### Written exercise
Put each line of the data below into a Markdown table with two columns, Row and Line, numbering the rows and skipping blank lines. Leave the pictures out.

### Records supplied
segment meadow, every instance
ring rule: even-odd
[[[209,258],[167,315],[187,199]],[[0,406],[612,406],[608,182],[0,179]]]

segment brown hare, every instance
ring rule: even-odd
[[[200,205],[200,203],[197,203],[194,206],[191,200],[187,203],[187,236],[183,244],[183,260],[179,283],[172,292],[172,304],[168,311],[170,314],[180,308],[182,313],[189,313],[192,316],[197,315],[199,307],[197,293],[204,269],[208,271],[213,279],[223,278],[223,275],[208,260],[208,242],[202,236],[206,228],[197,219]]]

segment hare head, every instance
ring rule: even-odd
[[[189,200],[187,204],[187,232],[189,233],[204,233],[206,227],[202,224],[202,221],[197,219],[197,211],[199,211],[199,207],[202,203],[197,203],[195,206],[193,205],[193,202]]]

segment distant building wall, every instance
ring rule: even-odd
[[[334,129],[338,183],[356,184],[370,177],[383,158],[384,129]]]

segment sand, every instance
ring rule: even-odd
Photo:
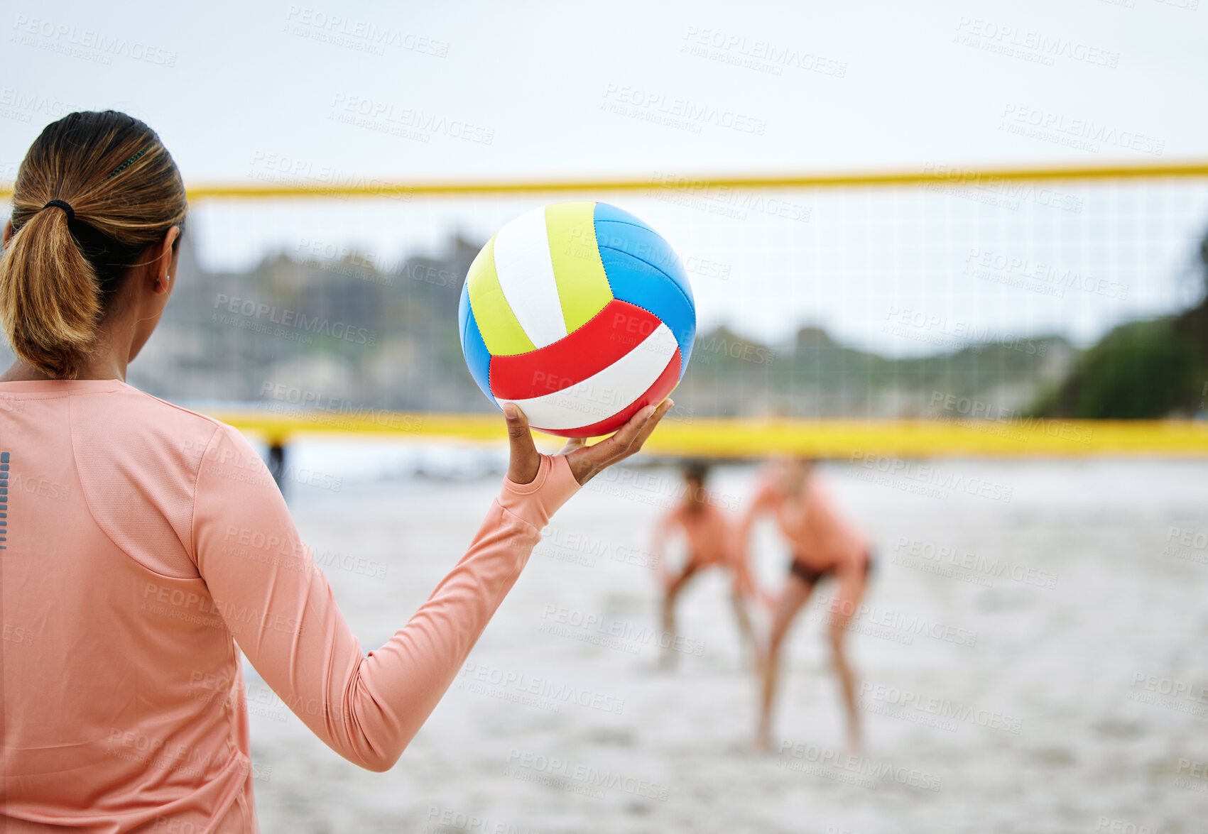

### Written response
| Row | Line |
|---|---|
| 1 | segment meadow, every instance |
| 2 | ring rule: even-odd |
| 3 | [[[209,258],[167,315],[187,199]],[[0,406],[612,406],[608,182],[0,179]]] |
| 4 | segment brown hare, every instance |
| 5 | ring rule: even-odd |
| 6 | [[[200,205],[200,203],[197,203],[194,206],[191,200],[187,203],[187,236],[183,244],[183,260],[179,283],[172,292],[172,304],[168,311],[170,314],[180,308],[182,313],[189,313],[192,316],[197,315],[199,307],[197,293],[204,269],[208,271],[213,279],[223,278],[223,275],[208,260],[208,242],[202,236],[206,228],[197,219]]] |
| 7 | segment hare head, every instance |
| 8 | ring rule: even-odd |
| 9 | [[[189,200],[187,204],[187,232],[189,233],[204,233],[206,227],[202,224],[202,221],[197,219],[197,211],[199,211],[199,207],[202,203],[197,203],[195,206],[193,205],[193,202]]] |
| 10 | segment distant building wall, every instance |
| 11 | ring rule: even-odd |
| 12 | [[[334,129],[338,183],[356,184],[370,177],[383,158],[384,129]]] |
| 13 | segment sand, every instance |
| 14 | ring rule: even-odd |
| 15 | Photo: |